[Rows from a dataset of box labels]
___
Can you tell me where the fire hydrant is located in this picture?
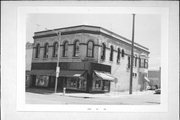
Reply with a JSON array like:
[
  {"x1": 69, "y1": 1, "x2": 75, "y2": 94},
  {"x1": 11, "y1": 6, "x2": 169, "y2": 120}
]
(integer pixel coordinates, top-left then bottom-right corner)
[{"x1": 63, "y1": 87, "x2": 66, "y2": 95}]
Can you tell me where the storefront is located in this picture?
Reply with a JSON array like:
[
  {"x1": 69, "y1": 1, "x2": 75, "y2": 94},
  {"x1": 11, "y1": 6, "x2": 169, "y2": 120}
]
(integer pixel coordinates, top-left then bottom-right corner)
[
  {"x1": 28, "y1": 62, "x2": 116, "y2": 92},
  {"x1": 92, "y1": 71, "x2": 116, "y2": 92},
  {"x1": 29, "y1": 70, "x2": 87, "y2": 91}
]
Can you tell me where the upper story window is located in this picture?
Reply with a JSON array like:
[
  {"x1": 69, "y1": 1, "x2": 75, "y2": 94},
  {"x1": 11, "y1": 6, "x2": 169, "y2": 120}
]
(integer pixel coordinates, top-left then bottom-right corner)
[
  {"x1": 74, "y1": 40, "x2": 79, "y2": 57},
  {"x1": 63, "y1": 41, "x2": 68, "y2": 57},
  {"x1": 144, "y1": 59, "x2": 148, "y2": 68},
  {"x1": 101, "y1": 43, "x2": 106, "y2": 60},
  {"x1": 87, "y1": 41, "x2": 94, "y2": 57},
  {"x1": 128, "y1": 56, "x2": 131, "y2": 68},
  {"x1": 35, "y1": 43, "x2": 40, "y2": 58},
  {"x1": 109, "y1": 45, "x2": 114, "y2": 61},
  {"x1": 117, "y1": 48, "x2": 121, "y2": 63},
  {"x1": 44, "y1": 43, "x2": 49, "y2": 58},
  {"x1": 121, "y1": 49, "x2": 124, "y2": 57},
  {"x1": 134, "y1": 55, "x2": 137, "y2": 67},
  {"x1": 53, "y1": 42, "x2": 58, "y2": 57}
]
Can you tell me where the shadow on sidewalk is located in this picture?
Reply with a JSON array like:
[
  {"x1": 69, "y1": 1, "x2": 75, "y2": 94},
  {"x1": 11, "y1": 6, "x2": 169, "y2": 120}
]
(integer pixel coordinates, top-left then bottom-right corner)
[
  {"x1": 26, "y1": 88, "x2": 54, "y2": 94},
  {"x1": 26, "y1": 87, "x2": 105, "y2": 95}
]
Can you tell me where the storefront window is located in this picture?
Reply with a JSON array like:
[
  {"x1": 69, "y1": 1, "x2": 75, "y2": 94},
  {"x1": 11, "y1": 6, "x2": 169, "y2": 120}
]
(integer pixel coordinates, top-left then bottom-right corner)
[{"x1": 36, "y1": 76, "x2": 49, "y2": 87}]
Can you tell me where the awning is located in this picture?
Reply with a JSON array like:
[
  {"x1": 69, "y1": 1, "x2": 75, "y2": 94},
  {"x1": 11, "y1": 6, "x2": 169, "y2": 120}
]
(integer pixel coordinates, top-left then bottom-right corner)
[
  {"x1": 28, "y1": 70, "x2": 85, "y2": 77},
  {"x1": 94, "y1": 71, "x2": 117, "y2": 82},
  {"x1": 28, "y1": 70, "x2": 55, "y2": 76},
  {"x1": 144, "y1": 77, "x2": 150, "y2": 82}
]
___
> _STATED EXERCISE_
Rewrite the records above, changing every "in this picture" to "in this image" and keeping everything else the same. Leave the pictures out.

> _ANSWER FOR THE TASK_
Can you tell me where the fire hydrant is located in this image?
Reply with a JSON array like:
[
  {"x1": 69, "y1": 1, "x2": 75, "y2": 94},
  {"x1": 11, "y1": 6, "x2": 169, "y2": 120}
]
(integer pixel coordinates, top-left then bottom-right corner)
[{"x1": 63, "y1": 87, "x2": 66, "y2": 95}]
Can you tell me where the storefront is located in this image?
Reply with a JSON array like:
[
  {"x1": 69, "y1": 1, "x2": 75, "y2": 94},
  {"x1": 11, "y1": 6, "x2": 169, "y2": 120}
]
(integer pixel coordinates, top-left then bottom-right corner)
[
  {"x1": 28, "y1": 62, "x2": 116, "y2": 92},
  {"x1": 92, "y1": 71, "x2": 116, "y2": 92},
  {"x1": 29, "y1": 70, "x2": 87, "y2": 91}
]
Can you tell me where the upper story window is located in this image?
Reply with a JSON array like:
[
  {"x1": 69, "y1": 1, "x2": 75, "y2": 94},
  {"x1": 11, "y1": 6, "x2": 169, "y2": 120}
]
(integer pixel coordinates, top-left then bottom-right corner)
[
  {"x1": 74, "y1": 40, "x2": 79, "y2": 57},
  {"x1": 63, "y1": 41, "x2": 68, "y2": 57},
  {"x1": 144, "y1": 59, "x2": 148, "y2": 68},
  {"x1": 101, "y1": 43, "x2": 106, "y2": 60},
  {"x1": 87, "y1": 41, "x2": 94, "y2": 57},
  {"x1": 128, "y1": 56, "x2": 131, "y2": 68},
  {"x1": 35, "y1": 43, "x2": 40, "y2": 58},
  {"x1": 109, "y1": 45, "x2": 114, "y2": 61},
  {"x1": 117, "y1": 48, "x2": 121, "y2": 63},
  {"x1": 44, "y1": 43, "x2": 49, "y2": 58},
  {"x1": 121, "y1": 49, "x2": 124, "y2": 57},
  {"x1": 134, "y1": 55, "x2": 137, "y2": 67},
  {"x1": 53, "y1": 42, "x2": 58, "y2": 57}
]
Can you tell me where the shadow on sidewalk is located in this image?
Reply with a JSON array like:
[
  {"x1": 69, "y1": 1, "x2": 75, "y2": 94},
  {"x1": 11, "y1": 6, "x2": 169, "y2": 120}
]
(integer pixel coordinates, top-left then bottom-right corner)
[
  {"x1": 26, "y1": 88, "x2": 54, "y2": 94},
  {"x1": 26, "y1": 87, "x2": 105, "y2": 95}
]
Can you tell me where the storefront window is located in this image?
Reply with a JSON array like:
[
  {"x1": 69, "y1": 1, "x2": 75, "y2": 94},
  {"x1": 11, "y1": 6, "x2": 169, "y2": 120}
]
(integer pixel coordinates, top-left then bottom-right corner)
[{"x1": 36, "y1": 76, "x2": 49, "y2": 87}]
Can you tell me where the awning is located in this image?
Reply with a JSON array like:
[
  {"x1": 69, "y1": 1, "x2": 75, "y2": 94},
  {"x1": 11, "y1": 6, "x2": 169, "y2": 120}
]
(integer pixel coordinates, top-left then bottom-right corner)
[
  {"x1": 28, "y1": 70, "x2": 85, "y2": 77},
  {"x1": 94, "y1": 71, "x2": 117, "y2": 82},
  {"x1": 28, "y1": 70, "x2": 55, "y2": 76},
  {"x1": 144, "y1": 77, "x2": 150, "y2": 82}
]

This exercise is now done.